**** READING TEXT ****

By automating this busywork, staff can be refocused towards tasks that directly improve the patient experience, like helping resolve technical difficulties resulting from video conferencing, or answering patient questions regarding their bills, appointments or prescriptions. By improving the patient experience in this way, providers can reduce patient churn, and attract new patients over time.

Improve provider capacity

To return to profitability, providers must increase the number of patients they are seeing, whether through in-person or virtual channels. 

In addition to helping unblock staff bottlenecks, automation can help increase capacity for physicians to see more patients. Currently, the manual administrative work required to service patients, from intake, to clinical documentation, to billing, has created a capacity shortage and long waits, even for virtual care

Health systems that have reduced their staffing or furloughed employees have been forced to do more with less. Focusing on increasing capacity can allow them to increase the number of patients in their community that they serve. 

Austin Regional Clinic (ARC), a 25-site multi-specialty group in Texas, provides a compelling example of how intelligent automation can be used to increase capacity to see more patients. With Notable, clinicians use a voice-powered app for phone and Apple Watch to create notes and orders, which are populated into the EHR in real-time with AI-powered digital assistants. This saves 1-2 hours a day per provider on documentation.

According to their CMIO, Dr. Manish Naik: "Notable Health’s unique platform brings together AI, wearable, and voice interface technologies that will allow us over time to better utilize our existing IT systems, reduce strain on our physicians, and improve the overall patient experience."

In addition to voice, ARC also deployed Notable to automate clinical documentation. This has reduced EHR time by more than 45%, enabling providers to spend more time with patients. Read the case study.

Optimize value-based care reimbursement

Flagging patient volumes risk compromise value-based revenue by increasing gaps in care. With long-term patient volumes uncertain, particularly given the unpredictable nature of the COVID-19 pandemic, healthcare providers must identify new ways to engage patients with preventive care services to receive value-based reimbursement. 

As clinics closed their doors and preventive care visits were pushed back, many gaps in care of emerged. Closing these gaps in care has emerged as a key priority for health systems looking to optimize value-based reimbursement.

****

WHAT YOU WILL DO: Carry on the article about automation for healthcare providers, picking up right after its final sentence.

**** DATA TO EXAMINE ****

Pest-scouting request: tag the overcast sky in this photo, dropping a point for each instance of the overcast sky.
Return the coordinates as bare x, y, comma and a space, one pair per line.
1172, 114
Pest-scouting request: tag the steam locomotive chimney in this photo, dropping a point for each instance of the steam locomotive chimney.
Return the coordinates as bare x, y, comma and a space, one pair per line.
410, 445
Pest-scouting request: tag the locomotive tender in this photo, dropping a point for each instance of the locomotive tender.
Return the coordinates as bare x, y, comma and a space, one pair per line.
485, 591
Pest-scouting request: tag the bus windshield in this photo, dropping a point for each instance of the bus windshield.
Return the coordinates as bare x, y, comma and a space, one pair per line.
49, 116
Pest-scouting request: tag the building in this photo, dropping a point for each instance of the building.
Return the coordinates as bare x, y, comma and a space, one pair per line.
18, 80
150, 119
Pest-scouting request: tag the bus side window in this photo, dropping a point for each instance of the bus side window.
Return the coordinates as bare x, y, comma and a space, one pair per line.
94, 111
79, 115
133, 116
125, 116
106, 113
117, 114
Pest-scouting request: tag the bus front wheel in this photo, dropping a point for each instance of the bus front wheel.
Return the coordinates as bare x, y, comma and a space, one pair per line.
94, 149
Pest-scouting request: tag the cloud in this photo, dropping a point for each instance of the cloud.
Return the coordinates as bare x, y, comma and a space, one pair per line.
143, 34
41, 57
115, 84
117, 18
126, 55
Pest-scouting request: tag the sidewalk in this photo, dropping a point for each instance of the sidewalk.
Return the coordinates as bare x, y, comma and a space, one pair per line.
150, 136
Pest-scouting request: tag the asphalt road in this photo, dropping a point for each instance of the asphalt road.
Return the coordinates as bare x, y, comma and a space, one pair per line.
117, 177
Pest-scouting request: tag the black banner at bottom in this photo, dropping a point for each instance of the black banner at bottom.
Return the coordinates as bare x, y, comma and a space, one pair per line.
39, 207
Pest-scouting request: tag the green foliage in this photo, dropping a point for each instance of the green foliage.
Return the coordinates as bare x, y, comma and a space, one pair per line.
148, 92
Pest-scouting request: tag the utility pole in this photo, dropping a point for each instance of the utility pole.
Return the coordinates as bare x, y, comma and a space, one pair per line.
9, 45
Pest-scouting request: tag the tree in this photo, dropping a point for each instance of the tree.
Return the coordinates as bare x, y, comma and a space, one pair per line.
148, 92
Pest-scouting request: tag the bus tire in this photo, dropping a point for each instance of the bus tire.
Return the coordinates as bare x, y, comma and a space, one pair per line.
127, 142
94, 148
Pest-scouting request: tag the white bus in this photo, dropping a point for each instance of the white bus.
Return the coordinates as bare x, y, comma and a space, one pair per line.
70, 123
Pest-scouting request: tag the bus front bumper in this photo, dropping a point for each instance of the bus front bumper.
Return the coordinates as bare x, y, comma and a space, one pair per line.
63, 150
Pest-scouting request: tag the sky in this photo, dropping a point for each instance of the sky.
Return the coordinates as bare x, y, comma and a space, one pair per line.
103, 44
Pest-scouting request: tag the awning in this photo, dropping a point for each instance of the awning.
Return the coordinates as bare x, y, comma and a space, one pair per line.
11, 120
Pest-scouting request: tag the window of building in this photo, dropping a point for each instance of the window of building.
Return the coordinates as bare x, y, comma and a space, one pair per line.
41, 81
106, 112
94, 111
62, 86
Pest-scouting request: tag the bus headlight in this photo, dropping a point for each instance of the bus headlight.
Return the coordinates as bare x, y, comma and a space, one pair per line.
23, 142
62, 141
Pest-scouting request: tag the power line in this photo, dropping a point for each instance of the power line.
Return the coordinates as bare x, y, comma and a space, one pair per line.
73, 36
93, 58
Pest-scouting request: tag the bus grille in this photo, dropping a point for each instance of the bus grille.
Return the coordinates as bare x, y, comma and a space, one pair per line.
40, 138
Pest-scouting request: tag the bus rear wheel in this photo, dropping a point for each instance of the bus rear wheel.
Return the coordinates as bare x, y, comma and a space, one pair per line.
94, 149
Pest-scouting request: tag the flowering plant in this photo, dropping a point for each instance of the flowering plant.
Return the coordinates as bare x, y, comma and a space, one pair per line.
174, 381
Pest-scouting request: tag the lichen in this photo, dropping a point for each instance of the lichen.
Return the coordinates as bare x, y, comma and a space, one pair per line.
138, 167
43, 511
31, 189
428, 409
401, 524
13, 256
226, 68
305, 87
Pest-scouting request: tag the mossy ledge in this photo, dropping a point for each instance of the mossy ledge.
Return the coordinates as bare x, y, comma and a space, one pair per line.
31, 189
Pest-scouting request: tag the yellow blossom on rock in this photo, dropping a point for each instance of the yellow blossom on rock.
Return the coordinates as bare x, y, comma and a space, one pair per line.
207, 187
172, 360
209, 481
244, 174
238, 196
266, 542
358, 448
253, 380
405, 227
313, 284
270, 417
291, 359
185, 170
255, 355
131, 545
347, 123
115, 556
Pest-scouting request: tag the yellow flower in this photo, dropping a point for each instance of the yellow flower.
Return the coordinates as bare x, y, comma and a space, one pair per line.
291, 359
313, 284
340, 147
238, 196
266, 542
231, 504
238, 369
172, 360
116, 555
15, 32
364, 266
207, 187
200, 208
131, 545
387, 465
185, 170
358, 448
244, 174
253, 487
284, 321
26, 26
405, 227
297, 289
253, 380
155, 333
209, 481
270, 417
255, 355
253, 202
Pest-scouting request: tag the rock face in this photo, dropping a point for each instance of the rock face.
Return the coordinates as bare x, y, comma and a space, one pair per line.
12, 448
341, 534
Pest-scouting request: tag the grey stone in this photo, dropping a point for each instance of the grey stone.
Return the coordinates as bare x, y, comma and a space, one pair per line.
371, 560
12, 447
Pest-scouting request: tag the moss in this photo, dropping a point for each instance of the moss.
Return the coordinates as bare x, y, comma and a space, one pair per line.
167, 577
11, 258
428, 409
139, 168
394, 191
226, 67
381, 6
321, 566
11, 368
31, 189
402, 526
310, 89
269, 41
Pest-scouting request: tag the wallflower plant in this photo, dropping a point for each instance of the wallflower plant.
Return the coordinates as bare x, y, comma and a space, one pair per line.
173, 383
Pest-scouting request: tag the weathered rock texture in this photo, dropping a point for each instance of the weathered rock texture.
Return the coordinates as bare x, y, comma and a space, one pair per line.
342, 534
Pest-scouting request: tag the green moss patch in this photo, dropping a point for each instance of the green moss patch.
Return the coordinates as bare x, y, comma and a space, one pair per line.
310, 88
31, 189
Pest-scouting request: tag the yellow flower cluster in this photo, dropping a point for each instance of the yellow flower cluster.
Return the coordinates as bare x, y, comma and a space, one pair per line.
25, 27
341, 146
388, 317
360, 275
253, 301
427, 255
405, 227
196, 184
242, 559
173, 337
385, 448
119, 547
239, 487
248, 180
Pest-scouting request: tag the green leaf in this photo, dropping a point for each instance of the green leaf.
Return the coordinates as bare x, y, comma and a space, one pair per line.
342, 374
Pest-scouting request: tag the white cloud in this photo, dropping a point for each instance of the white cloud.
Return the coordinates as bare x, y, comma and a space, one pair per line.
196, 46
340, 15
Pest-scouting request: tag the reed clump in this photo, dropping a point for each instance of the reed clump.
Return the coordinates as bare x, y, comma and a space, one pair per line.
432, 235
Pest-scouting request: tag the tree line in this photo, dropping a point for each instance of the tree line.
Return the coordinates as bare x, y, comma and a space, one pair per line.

****

EXERCISE RESPONSE:
Intelligent automation can power a two-step approach to close gaps in care

First, it can be used to determine which patients are likely to have care gaps. For example, a digital assistant could be used to scan all records in a providers EHR to identify patients on Medicare who have not had their annual wellness visit, or patients with diabetes who have not had a hemoglobin a1c test in the past 6 months. 

From there, these digital assistants can automatically text or email these patients with an intake questionnaire to confirm the gap in care. In some cases, the patient may have received a preventive care service from a different provider, and by sharing this back with the provider, the gap in care can be closed immediately. Otherwise, the patient can be directed to book an appointment with their provider to close that gap in care. 

Providers that have implemented such a solution with Notable have been able to immediately close 13% of open care gaps by simply identifying them upfront and confirming whether they existed with patients. From those with confirmed open care gaps, they have been able to generate an average of over 120 new visits per year. 

This type of solution can also be implemented at the point of care. Using the same algorithm to identify open care gaps, orders can be automatically populated in the EHR for providers to sign off on, saving providers an average of 40 EHR clicks per day and driving a 15% increase in adherence to national quality metrics.

These three solutions represent just a few of the myriad possibilities that intelligent automation can unlock for providers who seek to redefine how they operate in the wake of COVID-19.